Stored data entries:
■ ■ ■ ■
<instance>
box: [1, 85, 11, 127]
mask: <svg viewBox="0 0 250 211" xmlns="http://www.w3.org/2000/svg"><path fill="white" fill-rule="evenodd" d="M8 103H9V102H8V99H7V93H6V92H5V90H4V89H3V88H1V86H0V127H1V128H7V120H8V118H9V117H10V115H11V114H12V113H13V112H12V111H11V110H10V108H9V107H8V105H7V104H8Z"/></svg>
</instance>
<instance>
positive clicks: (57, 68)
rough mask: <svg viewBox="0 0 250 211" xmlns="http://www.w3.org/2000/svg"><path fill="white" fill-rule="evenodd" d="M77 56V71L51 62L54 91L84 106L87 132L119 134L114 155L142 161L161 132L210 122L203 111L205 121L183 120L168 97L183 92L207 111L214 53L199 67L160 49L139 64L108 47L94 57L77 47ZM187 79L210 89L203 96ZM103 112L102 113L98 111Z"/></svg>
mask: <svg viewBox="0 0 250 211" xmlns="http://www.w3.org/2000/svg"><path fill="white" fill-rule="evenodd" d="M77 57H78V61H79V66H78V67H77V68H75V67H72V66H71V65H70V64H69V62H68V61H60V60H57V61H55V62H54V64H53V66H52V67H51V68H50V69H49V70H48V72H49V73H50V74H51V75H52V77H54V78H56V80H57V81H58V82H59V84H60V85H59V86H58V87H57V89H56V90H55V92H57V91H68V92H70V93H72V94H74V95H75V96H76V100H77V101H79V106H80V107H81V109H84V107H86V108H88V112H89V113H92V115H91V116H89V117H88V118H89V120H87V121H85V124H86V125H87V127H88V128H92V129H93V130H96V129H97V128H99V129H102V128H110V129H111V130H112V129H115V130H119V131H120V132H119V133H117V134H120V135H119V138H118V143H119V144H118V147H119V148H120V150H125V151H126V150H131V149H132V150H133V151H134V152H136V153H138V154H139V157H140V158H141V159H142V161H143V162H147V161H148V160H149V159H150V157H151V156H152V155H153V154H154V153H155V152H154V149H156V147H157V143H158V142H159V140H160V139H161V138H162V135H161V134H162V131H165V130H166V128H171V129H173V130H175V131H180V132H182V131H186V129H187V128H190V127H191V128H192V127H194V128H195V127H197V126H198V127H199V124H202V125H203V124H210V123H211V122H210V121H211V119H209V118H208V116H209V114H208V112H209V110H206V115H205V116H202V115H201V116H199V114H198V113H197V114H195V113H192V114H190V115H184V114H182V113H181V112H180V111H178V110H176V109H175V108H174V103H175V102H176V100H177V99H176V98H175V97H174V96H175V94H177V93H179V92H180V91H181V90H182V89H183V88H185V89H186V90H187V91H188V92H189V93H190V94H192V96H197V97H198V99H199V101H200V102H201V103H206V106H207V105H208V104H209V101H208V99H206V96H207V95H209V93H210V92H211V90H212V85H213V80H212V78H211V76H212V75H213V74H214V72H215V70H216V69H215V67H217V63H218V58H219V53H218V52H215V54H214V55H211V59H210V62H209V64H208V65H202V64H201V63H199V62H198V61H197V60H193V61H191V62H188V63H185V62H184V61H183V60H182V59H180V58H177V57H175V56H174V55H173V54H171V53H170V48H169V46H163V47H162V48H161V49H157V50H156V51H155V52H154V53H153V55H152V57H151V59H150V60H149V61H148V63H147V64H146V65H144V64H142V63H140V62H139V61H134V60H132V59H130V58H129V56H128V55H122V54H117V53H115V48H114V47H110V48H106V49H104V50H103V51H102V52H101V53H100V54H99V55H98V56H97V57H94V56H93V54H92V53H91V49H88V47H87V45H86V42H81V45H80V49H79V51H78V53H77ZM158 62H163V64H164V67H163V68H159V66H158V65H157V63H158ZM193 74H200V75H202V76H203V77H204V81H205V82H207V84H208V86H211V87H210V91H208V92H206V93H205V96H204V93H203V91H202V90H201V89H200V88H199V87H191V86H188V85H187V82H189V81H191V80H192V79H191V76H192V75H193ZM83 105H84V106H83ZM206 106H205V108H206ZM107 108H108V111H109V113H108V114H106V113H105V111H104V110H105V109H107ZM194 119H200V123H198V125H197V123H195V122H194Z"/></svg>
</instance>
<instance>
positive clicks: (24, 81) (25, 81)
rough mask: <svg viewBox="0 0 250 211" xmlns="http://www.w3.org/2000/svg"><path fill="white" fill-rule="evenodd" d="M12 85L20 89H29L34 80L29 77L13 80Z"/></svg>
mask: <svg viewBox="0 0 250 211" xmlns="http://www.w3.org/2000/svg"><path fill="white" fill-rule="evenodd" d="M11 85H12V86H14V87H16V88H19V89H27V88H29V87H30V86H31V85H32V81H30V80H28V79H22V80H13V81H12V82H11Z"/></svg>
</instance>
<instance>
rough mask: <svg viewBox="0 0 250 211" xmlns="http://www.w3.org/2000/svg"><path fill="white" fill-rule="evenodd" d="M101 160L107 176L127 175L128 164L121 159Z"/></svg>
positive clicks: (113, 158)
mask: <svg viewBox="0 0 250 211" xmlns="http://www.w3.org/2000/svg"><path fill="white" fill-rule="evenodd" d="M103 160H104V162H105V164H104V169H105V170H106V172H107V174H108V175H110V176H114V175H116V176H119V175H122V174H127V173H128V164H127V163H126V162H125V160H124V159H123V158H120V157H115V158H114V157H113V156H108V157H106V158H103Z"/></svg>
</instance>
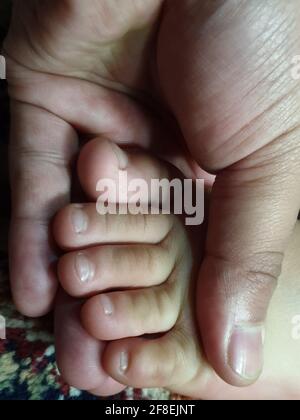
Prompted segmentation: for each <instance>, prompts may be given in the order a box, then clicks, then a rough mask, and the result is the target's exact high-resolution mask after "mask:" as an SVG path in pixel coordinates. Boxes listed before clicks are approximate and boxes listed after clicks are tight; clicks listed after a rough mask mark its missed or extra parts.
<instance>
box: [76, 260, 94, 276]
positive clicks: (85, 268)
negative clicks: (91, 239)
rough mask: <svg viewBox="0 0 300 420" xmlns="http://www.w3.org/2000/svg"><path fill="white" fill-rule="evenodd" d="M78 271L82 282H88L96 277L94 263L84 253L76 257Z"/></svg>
mask: <svg viewBox="0 0 300 420" xmlns="http://www.w3.org/2000/svg"><path fill="white" fill-rule="evenodd" d="M75 266H76V271H77V274H78V276H79V278H80V281H81V282H82V283H86V282H88V281H90V280H92V278H93V277H94V269H93V265H92V263H91V262H90V261H89V259H88V258H87V257H86V256H85V255H84V254H78V255H77V257H76V262H75Z"/></svg>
■ ■ ■ ■
= What you should do =
Find each line in the listing above that contains the string "positive", and copy those lines.

= Exercise answer =
positive clicks: (57, 68)
positive clicks: (24, 81) (25, 81)
positive clicks: (113, 158)
positive clicks: (85, 268)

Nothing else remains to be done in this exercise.